**TEXT SECTION**
▼

There's something with Israel and 3D scanning tech. But I don't think I would like the answer.
My doctor knows I'm into this so he always does it right next to me and turns the PC monitor so I can watch the entire process. The software is so simple almost anyone could use it. Generating a medically correct result is obviously where all the skill lies.
The 3D camera was really neat. A little faster, and I didn’t once dry heave.
I could watch the software and a 3D model slowly form of my mouth. Looked surprisingly user friendly. Missed areas were highlighted, for example.
Dry heaving would have been great. I would regularly vomit from impressions. My orthodontist would just prepare two sets if impression trays, cause the first one was going to go in the medical waste bin.
Impressions for invisilign (when I did it, about a million years ago) weren't so bad though. Unfortunately invisilign resulted in an open bite for my molars, which I really should go back to an orthodontist to address, but I'd rather not.
The difficult part is not the manufacturing, but knowing how to do it properly so you don’t harm the patient.
And yet I read plenty of horror stories of bad orthodontic results. Ask me how I know.
Went to 3 different orthodontist to fix what a bad orthodontist did to me when I was a kid, and each gave me a completely different treatment plan. I feel like being an orthodontist is just eyeballing and patching your way as you go to an acceptable resolution.
I don't doubt a high-IQ high functioning autist could self-teach this, but there's a ton of background there.
Manufacturing them requires a resin printer and a vacuforming setup, but that's still the easy part. It's a whole system with a dental 3D scanner, software for rearranging your mouth, and attachment points that have to be epoxied onto (and later removed from) your teeth by a dentist.
But it’s also something that’s not responsible to shortcut. Shifting teeth around too fast can result in permanent root damage and even loss of teeth. There was a whole cottage industry in the US for a while focused on under cutting Invisalign with a reverse-engineered product, but they often moved on accelerated treatment timelines that caused a not-insignificant amount of harm to patients, and cut corners on intake (DIY at home mold kits) that also contributed to problems. Pretty sure all of the companies doing this are basically dead now.
Also who’s attaching the attachments (I had 13 at first) to the teeth to help the aligners grab hold?

▲

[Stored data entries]
▼

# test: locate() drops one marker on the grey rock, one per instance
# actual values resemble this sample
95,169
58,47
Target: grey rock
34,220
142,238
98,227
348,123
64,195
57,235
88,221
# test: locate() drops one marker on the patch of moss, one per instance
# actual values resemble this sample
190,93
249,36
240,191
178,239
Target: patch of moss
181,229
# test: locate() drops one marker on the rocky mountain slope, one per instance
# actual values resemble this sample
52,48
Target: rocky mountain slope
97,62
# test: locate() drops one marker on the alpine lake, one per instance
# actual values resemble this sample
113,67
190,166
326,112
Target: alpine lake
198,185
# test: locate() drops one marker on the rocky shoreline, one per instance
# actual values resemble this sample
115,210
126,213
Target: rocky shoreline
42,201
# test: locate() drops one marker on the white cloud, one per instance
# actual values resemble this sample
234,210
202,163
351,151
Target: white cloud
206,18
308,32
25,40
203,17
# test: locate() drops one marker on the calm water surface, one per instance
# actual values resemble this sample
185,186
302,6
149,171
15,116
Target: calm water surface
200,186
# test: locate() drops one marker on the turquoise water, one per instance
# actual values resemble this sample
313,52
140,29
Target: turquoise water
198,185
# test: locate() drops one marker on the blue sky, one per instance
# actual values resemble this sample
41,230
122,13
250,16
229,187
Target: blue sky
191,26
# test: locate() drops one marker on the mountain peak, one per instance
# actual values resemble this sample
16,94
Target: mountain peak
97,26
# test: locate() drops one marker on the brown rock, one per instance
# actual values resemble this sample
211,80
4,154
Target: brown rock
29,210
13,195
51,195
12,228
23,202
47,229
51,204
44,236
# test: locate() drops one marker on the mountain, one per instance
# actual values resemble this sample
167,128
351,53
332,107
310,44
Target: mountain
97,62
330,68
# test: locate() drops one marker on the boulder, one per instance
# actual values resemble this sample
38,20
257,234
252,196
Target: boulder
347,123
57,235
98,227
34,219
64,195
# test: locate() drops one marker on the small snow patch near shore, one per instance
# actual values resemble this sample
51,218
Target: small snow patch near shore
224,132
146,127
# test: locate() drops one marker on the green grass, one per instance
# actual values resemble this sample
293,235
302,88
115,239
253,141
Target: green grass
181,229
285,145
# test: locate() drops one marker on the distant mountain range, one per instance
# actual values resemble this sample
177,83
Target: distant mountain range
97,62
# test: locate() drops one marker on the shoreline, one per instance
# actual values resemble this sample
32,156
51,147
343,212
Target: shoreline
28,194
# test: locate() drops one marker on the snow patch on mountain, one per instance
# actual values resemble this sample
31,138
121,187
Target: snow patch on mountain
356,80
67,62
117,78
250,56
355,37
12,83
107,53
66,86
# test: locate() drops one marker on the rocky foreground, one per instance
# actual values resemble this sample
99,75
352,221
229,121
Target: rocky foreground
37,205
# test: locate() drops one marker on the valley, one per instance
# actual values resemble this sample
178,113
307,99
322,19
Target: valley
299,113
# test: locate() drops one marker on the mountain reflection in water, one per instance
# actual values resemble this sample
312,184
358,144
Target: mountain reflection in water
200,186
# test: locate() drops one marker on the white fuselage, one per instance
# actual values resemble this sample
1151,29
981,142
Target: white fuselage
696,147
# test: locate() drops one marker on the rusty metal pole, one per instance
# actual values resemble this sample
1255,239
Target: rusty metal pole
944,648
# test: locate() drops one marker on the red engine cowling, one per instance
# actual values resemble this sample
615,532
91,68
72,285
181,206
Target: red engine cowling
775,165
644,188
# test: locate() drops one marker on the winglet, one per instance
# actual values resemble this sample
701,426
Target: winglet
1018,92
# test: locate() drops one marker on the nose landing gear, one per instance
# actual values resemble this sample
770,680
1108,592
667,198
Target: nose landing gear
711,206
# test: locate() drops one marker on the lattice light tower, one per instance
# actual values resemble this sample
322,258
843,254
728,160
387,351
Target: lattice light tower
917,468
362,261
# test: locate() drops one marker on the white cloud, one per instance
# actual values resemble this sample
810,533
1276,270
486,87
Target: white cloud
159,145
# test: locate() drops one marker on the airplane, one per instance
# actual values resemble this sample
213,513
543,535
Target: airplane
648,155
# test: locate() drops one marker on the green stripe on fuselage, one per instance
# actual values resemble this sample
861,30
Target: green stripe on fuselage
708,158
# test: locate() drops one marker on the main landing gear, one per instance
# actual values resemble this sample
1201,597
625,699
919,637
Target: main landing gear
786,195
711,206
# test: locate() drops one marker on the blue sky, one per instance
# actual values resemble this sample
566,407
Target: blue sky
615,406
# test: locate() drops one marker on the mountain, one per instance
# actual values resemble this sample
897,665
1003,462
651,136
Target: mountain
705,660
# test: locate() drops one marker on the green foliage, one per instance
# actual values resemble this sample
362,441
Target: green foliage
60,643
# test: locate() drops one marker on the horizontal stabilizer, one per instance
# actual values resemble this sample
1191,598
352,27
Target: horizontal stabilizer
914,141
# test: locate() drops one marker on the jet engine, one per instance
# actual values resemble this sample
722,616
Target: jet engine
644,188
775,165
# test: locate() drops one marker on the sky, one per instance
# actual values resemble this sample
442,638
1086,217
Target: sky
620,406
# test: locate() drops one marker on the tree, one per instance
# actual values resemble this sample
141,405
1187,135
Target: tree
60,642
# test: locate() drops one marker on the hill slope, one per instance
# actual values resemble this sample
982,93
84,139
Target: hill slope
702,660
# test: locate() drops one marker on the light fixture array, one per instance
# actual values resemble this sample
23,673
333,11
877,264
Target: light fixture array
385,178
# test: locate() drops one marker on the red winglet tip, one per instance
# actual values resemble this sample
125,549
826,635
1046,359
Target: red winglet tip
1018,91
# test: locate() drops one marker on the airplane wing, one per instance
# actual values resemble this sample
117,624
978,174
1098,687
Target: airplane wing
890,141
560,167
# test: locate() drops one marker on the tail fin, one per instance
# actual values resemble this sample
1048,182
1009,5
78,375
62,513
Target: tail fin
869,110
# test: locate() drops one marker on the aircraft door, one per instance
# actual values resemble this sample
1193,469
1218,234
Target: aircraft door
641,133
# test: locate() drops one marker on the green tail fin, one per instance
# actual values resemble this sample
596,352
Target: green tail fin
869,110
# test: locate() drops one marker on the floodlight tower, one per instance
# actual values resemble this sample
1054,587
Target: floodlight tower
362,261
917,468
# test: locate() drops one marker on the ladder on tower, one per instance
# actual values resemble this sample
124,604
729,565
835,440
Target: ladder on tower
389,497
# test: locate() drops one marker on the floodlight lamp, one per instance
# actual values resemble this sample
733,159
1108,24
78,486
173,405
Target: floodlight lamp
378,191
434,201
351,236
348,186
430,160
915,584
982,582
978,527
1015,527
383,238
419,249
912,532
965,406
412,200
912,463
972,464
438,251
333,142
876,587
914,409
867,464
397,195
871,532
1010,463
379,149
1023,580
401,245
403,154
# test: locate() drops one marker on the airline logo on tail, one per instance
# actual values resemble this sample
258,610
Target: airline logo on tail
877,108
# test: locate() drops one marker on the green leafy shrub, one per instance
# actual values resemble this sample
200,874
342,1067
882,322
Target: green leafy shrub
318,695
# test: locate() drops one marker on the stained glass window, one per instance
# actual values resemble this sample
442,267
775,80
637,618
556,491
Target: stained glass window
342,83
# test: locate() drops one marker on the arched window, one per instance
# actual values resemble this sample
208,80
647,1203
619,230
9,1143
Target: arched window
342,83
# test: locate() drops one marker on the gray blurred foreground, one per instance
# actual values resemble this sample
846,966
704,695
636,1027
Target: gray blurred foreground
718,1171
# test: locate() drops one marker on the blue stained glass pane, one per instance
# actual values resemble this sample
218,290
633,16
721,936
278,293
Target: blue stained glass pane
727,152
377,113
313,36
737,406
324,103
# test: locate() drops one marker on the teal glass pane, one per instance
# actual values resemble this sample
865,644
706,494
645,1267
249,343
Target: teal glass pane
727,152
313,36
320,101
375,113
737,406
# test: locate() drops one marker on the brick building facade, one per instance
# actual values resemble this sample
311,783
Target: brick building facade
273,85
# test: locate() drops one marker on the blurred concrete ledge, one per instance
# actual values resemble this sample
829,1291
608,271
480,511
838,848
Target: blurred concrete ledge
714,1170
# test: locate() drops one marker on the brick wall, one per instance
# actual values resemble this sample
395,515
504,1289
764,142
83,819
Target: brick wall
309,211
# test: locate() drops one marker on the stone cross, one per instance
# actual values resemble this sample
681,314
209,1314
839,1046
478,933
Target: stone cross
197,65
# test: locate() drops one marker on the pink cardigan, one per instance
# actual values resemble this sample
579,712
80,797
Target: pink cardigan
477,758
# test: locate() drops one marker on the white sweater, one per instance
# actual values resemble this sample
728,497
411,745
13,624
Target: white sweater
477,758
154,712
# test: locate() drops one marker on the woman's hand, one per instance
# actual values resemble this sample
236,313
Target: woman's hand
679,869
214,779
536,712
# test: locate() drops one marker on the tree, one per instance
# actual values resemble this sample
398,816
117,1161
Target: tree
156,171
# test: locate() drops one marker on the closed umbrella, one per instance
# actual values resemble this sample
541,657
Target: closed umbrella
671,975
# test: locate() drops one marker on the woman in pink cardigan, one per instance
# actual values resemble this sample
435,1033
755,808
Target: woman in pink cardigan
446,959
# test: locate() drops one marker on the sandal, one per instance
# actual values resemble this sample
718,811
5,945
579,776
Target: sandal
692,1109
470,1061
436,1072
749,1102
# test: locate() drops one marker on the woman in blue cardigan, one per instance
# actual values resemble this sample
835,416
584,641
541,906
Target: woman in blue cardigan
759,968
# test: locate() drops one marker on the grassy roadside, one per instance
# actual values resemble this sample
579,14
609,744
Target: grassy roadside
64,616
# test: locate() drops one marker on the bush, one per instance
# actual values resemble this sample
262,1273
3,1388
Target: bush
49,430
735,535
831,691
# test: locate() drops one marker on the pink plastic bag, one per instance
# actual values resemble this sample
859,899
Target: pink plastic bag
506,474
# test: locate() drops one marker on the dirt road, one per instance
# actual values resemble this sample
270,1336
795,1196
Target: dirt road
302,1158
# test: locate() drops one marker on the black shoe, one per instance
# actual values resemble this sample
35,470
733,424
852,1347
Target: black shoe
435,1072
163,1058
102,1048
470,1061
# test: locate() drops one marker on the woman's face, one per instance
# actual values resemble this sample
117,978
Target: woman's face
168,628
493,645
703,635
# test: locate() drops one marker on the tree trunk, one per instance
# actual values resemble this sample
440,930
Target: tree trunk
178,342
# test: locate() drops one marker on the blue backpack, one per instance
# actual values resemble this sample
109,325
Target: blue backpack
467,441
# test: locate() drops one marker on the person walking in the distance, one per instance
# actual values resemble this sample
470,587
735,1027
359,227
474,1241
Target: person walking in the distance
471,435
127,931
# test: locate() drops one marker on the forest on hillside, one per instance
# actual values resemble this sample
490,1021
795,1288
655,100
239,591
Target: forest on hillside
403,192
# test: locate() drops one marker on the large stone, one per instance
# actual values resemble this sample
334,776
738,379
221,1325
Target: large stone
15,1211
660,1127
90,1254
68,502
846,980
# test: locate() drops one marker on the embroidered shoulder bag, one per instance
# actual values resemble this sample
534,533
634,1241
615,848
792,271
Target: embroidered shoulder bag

▲

**EXERCISES TO COMPLETE**
• a. According to the aligner discussion, why is it irresponsible to take shortcuts with this kind of treatment? Answer in one to three sentences.
• b. Write the next part of the aligner discussion, picking up after its final comment.

**PER-TASK ANSWERS**
• a. Shifting teeth too fast can cause permanent root damage and can even lead to losing teeth. The discussion also notes that companies undercutting Invisalign often used accelerated treatment timelines and at-home mold kits, and both contributed to harm to patients.

• b.
I SO wish HN would tell me things I submit are dupes BEFORE I submit them! In the past that happened, but something changed and now I never get those notices....
It should be illegal to pull kids teeth when this tech exists. Dentists were angry about this but it is superior in every way. I think costs will come down, but they are already cheaper then alternatives.
I am happy my wife researched and discovered Invisalign.
One required much more alignment, I don't remember but it was 20+ weeks, other was done in 16 weeks. Now they have retainers and that is it.
Anecdotally, our three boys all were told they MUST have braces (each for different reasons). We did this for exactly none of them. And their teeth came out perfect by adulthood.
What the fuck are you on.
> Anecdotally, our three boys all were told they MUST have braces (each for different reasons). We did this for exactly none of them. And their teeth came out perfect by adulthood.
Give me your address so I can take my bum parents, put you together, and slap your bitch ass with my crooked teeth.
If you keep them on soft food young, the jaw muscles don't get stimulated enough to grow so that the teeth that are coming out sit properly. Misalignment and opportunity for decay ensues.
If you give them decently hard food early on in life you solve most problems.
After that it can still happen but there's less chance.
Jaw and face bone grows by stimulation. It's not just a dental thing - it's sleep apnea, sinus infections, facial structure, voice timbre, and attractiveness.
If it's enough, they won't even need their wisdom teeth pulled - having your wisdom teeth pulled is substantially a standard american diet issue, not a human genetic issue.
My teeth have been crooked since forever. So?